# Written task:
Which lines in the items below contain the word "trunk"? Pick them out and copy each one in full.

# Provided data:
☆ ☆ ☆
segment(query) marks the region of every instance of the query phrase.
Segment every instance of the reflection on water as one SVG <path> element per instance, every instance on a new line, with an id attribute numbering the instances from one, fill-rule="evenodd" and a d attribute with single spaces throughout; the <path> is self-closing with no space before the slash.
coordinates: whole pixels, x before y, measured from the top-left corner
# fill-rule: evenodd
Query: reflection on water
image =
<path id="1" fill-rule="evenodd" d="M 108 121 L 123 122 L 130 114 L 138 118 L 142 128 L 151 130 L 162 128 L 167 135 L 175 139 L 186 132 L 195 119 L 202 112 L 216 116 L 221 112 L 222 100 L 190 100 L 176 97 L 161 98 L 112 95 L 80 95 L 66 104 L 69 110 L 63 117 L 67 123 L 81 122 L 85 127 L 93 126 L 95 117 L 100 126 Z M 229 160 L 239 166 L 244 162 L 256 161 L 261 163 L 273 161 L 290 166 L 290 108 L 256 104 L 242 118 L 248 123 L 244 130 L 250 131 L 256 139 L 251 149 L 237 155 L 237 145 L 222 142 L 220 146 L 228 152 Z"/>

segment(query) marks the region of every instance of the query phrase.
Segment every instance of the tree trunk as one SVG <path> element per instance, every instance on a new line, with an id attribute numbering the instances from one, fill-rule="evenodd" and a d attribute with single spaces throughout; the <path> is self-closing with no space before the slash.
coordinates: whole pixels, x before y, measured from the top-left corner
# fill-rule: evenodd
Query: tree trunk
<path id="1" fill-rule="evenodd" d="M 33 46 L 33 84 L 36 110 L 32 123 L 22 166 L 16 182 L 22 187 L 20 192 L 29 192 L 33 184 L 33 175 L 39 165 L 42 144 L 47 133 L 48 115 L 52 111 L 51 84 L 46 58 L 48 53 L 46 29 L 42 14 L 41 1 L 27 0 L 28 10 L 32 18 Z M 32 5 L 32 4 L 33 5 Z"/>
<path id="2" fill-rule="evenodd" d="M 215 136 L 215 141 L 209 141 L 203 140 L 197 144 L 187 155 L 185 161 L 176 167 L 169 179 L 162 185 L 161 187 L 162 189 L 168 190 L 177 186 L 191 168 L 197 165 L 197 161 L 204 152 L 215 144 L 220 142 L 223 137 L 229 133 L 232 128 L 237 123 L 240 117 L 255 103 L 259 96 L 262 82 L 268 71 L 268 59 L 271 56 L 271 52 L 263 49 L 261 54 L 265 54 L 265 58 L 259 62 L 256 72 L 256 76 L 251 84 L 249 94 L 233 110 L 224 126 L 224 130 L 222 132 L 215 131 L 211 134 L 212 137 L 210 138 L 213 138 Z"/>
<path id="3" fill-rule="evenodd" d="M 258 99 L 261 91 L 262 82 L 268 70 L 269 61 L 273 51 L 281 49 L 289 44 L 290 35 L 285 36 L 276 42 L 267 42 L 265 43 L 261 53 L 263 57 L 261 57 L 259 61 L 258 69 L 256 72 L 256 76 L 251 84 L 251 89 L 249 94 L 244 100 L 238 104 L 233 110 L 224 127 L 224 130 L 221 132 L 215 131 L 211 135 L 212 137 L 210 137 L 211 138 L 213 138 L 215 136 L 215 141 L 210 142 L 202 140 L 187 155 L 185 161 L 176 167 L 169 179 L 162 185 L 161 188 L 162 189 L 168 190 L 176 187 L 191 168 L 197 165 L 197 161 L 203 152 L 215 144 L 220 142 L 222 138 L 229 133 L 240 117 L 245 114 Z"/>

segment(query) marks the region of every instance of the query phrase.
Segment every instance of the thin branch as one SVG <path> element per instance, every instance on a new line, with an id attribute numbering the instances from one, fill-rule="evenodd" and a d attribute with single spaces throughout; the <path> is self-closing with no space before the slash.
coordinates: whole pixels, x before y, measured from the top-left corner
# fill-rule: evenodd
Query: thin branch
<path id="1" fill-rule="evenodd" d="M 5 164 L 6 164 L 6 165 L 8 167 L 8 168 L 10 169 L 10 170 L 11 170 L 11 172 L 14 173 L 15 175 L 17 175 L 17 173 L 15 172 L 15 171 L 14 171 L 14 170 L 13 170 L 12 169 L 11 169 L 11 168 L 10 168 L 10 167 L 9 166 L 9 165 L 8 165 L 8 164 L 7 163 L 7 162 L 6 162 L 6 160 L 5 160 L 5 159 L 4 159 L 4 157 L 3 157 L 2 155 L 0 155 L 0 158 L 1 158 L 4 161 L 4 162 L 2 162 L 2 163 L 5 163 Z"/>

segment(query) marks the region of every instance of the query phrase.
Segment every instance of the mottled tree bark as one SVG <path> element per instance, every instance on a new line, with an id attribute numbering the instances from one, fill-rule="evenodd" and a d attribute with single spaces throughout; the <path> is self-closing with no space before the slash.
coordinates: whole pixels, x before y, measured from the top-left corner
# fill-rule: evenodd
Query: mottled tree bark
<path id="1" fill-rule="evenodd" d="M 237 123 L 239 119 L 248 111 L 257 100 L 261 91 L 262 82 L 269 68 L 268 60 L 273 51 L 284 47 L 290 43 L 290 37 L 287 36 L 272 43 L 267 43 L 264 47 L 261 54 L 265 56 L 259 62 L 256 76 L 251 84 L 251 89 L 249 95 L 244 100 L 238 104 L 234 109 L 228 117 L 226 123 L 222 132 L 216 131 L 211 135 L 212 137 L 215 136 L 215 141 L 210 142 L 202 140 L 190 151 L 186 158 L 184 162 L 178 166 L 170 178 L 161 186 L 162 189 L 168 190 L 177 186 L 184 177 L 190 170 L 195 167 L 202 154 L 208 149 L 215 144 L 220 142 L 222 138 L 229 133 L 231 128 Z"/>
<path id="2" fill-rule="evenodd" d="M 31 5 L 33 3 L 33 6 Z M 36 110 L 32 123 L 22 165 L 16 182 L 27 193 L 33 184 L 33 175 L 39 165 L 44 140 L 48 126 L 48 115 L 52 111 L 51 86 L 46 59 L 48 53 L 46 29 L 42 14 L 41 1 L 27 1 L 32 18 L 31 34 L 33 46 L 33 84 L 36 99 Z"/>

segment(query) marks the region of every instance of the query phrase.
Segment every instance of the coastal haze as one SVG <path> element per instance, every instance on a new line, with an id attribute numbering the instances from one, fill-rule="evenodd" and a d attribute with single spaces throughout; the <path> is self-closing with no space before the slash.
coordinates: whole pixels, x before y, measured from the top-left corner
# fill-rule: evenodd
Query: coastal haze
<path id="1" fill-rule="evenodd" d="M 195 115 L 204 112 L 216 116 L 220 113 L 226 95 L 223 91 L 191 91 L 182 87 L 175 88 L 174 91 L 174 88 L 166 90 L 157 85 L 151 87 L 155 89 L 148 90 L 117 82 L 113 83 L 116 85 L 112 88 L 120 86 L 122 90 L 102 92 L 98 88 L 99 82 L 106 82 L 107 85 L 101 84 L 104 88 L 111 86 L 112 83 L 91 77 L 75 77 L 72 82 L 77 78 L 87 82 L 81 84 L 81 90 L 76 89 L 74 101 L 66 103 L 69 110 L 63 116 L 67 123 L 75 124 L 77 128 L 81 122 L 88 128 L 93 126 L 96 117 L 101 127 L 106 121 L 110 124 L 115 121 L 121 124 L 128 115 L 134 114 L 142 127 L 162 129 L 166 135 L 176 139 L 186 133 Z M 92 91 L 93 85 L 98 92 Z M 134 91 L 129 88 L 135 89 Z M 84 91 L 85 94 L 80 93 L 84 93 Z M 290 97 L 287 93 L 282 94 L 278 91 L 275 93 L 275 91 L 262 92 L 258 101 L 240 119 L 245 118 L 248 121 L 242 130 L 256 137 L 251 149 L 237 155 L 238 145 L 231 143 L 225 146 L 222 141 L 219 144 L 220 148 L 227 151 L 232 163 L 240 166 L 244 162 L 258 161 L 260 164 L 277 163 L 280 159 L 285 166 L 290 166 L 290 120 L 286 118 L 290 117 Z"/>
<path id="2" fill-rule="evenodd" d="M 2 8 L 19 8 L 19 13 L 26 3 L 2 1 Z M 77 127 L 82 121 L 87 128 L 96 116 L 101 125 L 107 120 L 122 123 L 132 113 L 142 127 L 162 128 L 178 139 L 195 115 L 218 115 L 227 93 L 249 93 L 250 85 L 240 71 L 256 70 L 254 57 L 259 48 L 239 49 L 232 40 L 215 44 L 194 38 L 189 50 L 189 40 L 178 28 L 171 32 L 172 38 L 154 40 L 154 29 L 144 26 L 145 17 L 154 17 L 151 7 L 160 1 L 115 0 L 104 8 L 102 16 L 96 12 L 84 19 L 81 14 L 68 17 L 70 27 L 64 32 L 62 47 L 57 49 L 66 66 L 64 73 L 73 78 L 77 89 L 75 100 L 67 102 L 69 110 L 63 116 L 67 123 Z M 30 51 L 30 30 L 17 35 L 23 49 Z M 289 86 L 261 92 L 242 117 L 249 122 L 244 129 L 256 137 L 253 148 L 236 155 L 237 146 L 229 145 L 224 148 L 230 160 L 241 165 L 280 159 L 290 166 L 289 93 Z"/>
☆ ☆ ☆
# Response to this task:
Segment every instance of the tree trunk as one SVG <path> element per instance, every instance on a new line, with an id attribute numbering the instances from one, fill-rule="evenodd" and a d attribute with single spaces throughout; the <path> is self-closing with no space before the slash.
Query: tree trunk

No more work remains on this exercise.